Turn the lines of the records below, from the line with "Identify each tree" up to and including the line with "[36,64,157,99]", into a JSON list of strings, one string per line, leaving out any blank lines.

(Excerpts of bounding box data)
● ● ●
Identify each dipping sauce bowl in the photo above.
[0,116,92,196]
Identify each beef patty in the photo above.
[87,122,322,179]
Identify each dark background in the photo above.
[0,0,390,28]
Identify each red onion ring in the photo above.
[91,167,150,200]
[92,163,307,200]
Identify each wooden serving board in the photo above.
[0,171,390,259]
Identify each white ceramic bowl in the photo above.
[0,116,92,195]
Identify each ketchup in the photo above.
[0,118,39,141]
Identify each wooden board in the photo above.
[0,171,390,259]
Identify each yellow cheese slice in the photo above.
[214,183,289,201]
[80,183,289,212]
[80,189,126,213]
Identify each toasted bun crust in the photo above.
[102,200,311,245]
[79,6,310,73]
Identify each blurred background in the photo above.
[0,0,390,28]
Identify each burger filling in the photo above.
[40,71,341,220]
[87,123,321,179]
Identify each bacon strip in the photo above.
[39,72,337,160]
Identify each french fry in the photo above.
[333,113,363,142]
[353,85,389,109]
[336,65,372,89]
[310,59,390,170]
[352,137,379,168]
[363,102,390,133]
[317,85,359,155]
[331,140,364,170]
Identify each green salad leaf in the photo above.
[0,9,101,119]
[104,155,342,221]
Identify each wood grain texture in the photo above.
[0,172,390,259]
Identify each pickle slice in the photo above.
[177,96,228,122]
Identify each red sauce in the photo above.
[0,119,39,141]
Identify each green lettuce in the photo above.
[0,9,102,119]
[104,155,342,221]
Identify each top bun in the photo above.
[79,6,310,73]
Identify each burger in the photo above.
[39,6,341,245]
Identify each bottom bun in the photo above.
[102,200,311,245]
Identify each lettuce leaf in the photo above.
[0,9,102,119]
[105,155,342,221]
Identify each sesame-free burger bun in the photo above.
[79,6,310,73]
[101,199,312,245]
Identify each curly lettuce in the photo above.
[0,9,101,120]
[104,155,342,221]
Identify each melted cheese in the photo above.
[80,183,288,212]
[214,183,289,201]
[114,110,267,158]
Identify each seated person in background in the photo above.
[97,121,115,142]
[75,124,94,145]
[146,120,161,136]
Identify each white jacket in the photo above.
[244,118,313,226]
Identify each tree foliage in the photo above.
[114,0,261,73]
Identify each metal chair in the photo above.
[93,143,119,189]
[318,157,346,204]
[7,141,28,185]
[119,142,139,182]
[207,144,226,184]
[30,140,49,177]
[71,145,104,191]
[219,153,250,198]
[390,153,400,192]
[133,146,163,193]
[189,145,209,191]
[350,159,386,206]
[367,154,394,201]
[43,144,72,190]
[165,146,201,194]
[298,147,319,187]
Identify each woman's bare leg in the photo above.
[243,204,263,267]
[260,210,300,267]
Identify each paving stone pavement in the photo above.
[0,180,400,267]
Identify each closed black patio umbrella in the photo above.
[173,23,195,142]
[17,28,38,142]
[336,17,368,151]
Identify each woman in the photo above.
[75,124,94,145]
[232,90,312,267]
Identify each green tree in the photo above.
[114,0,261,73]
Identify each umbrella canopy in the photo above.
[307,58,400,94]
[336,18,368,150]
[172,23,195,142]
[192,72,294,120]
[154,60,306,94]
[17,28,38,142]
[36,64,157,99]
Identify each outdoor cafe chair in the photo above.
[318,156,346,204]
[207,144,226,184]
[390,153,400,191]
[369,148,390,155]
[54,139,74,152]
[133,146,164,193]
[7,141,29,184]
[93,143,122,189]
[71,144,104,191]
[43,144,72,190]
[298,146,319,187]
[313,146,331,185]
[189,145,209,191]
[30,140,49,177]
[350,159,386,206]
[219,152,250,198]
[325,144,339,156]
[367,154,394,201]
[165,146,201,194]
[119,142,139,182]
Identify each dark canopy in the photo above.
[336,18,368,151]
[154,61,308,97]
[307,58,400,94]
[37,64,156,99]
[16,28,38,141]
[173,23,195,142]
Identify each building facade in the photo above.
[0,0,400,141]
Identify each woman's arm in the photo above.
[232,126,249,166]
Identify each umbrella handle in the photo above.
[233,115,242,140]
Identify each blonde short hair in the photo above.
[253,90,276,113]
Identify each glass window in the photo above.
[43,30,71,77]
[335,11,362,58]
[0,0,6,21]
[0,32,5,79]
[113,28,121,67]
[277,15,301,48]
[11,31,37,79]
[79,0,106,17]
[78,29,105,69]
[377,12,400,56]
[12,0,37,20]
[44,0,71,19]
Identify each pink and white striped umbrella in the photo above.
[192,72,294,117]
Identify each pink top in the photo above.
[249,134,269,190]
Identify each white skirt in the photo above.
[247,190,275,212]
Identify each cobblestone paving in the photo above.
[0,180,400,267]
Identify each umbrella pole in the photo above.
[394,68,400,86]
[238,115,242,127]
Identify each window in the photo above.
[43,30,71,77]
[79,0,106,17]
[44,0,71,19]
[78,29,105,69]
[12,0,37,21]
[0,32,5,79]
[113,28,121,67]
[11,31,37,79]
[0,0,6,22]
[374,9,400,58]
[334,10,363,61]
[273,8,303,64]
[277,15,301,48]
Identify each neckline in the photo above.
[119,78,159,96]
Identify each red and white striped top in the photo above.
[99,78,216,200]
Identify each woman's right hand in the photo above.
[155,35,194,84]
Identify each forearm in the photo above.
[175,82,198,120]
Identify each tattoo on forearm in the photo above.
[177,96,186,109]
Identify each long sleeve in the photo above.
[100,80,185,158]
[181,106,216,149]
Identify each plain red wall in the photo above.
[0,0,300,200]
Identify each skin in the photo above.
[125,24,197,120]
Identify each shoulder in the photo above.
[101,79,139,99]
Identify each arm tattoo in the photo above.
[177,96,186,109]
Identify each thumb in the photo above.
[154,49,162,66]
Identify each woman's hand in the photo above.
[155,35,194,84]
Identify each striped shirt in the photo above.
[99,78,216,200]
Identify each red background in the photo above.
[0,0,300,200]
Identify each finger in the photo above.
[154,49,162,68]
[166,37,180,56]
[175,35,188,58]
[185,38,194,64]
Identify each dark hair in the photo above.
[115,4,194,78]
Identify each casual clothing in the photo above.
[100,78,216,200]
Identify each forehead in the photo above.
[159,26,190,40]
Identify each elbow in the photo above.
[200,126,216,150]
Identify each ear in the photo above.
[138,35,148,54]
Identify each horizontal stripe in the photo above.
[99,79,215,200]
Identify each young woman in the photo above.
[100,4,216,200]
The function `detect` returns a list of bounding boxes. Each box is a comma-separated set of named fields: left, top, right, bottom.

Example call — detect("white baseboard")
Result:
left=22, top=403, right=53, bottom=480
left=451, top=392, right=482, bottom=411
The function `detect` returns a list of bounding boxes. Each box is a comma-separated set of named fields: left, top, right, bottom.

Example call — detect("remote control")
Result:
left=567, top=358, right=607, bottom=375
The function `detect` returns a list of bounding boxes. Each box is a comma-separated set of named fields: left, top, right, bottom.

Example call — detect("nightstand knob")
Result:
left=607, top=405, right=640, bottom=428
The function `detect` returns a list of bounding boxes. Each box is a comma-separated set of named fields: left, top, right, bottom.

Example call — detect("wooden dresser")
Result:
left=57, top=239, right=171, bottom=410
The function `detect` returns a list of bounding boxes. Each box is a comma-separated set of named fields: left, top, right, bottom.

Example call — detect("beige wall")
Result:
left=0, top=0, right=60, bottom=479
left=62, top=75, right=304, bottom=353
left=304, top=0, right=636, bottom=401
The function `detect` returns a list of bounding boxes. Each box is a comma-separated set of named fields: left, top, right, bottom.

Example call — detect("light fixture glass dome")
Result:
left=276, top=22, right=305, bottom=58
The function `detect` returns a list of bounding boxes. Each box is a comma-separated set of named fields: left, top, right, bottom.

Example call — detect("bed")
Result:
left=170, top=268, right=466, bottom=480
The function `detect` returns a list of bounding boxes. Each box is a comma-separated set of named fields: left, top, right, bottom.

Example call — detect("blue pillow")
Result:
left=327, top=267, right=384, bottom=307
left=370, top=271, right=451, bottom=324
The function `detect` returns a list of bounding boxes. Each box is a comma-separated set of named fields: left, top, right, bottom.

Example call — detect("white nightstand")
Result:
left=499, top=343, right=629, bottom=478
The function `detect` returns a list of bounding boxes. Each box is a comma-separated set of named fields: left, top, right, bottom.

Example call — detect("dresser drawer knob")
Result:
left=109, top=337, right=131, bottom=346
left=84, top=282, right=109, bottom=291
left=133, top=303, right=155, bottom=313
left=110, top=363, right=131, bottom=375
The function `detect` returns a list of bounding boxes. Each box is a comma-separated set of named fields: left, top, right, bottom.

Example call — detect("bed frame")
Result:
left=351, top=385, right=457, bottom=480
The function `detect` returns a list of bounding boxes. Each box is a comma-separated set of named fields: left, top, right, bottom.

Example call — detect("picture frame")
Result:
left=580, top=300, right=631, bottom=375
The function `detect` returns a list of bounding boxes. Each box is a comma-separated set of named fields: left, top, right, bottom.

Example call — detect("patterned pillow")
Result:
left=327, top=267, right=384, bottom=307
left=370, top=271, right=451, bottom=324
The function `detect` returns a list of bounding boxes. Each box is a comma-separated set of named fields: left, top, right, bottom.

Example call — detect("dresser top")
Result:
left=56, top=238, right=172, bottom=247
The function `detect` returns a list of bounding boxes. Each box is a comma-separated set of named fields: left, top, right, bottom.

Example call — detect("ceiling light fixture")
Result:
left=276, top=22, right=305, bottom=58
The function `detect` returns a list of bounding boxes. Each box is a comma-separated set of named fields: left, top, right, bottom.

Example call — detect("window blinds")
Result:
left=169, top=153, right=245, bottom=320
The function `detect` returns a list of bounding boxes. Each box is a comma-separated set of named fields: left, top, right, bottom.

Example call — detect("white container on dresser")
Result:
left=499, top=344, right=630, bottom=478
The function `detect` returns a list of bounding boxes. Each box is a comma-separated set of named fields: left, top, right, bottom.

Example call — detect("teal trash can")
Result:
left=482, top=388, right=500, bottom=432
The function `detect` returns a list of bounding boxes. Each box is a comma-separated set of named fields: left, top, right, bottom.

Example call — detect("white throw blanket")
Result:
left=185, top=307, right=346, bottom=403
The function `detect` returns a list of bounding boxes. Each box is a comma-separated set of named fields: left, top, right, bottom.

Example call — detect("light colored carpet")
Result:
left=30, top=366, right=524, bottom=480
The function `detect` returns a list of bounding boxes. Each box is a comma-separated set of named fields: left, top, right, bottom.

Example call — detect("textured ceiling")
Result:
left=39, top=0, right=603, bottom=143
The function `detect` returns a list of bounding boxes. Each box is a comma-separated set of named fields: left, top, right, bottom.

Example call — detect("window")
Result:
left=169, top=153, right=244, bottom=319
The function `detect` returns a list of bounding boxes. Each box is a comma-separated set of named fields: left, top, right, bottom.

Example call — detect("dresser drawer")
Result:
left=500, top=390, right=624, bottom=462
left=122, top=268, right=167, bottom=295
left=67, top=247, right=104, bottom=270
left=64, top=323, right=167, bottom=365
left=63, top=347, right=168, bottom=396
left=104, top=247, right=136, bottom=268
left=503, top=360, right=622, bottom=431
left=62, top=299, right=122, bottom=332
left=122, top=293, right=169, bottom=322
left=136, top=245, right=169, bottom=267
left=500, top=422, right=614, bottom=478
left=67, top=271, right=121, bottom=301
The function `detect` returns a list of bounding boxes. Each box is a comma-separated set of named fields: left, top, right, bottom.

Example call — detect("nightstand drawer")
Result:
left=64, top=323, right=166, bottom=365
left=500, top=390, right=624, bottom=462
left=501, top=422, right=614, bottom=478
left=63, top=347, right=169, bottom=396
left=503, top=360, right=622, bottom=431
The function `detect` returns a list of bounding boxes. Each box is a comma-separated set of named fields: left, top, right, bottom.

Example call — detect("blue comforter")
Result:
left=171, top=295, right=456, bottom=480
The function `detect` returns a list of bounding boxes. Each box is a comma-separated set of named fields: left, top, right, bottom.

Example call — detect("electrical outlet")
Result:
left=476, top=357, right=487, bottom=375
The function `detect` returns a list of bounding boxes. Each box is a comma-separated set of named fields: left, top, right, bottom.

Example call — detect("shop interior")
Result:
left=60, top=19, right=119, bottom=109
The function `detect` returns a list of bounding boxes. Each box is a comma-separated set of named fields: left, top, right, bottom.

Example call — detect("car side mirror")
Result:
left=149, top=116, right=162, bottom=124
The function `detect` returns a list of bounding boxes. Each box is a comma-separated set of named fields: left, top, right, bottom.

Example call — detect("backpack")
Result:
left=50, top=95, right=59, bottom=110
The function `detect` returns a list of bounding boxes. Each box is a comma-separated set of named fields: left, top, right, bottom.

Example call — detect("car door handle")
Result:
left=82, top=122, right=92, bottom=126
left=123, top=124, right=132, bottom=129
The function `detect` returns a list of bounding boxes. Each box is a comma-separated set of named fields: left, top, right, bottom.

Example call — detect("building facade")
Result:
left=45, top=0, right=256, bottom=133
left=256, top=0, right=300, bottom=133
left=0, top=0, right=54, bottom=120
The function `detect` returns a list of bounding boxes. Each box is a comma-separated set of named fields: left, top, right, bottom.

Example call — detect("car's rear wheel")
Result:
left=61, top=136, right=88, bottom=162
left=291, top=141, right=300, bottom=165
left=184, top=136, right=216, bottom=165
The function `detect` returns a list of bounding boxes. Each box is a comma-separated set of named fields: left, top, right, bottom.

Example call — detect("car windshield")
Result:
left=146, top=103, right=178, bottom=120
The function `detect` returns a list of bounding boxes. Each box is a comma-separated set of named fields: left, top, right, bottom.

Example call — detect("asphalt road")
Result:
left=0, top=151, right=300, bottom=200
● ● ●
• **Solution to this exercise**
[
  "Identify each tree foliage in the photo above.",
  "[114,0,261,73]",
  "Identify each metal chair in the photo above.",
  "[93,143,119,189]",
  "[318,157,346,204]",
  "[7,141,28,185]",
  "[119,142,139,182]",
  "[207,144,226,184]",
  "[30,140,49,177]",
  "[71,145,104,191]",
  "[219,153,250,198]",
  "[390,153,400,192]",
  "[133,146,163,193]",
  "[189,145,209,191]",
  "[350,159,386,206]",
  "[367,154,394,201]",
  "[43,144,72,190]",
  "[165,146,201,194]",
  "[298,147,319,187]",
  "Identify each woman's bare leg in the photo above.",
  "[243,204,263,267]",
  "[260,210,300,267]",
  "Identify each paving stone pavement in the photo above.",
  "[0,180,400,267]",
  "Identify each closed black patio umbrella in the photo above.",
  "[173,23,195,142]",
  "[17,28,38,142]",
  "[336,17,368,151]",
  "Identify each woman in the photo above.",
  "[75,124,94,145]",
  "[232,90,312,267]",
  "Identify each green tree in the photo above.",
  "[114,0,261,73]",
  "Identify each umbrella canopy in the photo above.",
  "[307,58,400,94]",
  "[336,18,368,150]",
  "[172,23,195,142]",
  "[192,72,294,120]",
  "[154,60,306,94]",
  "[17,28,38,142]",
  "[36,64,157,99]"
]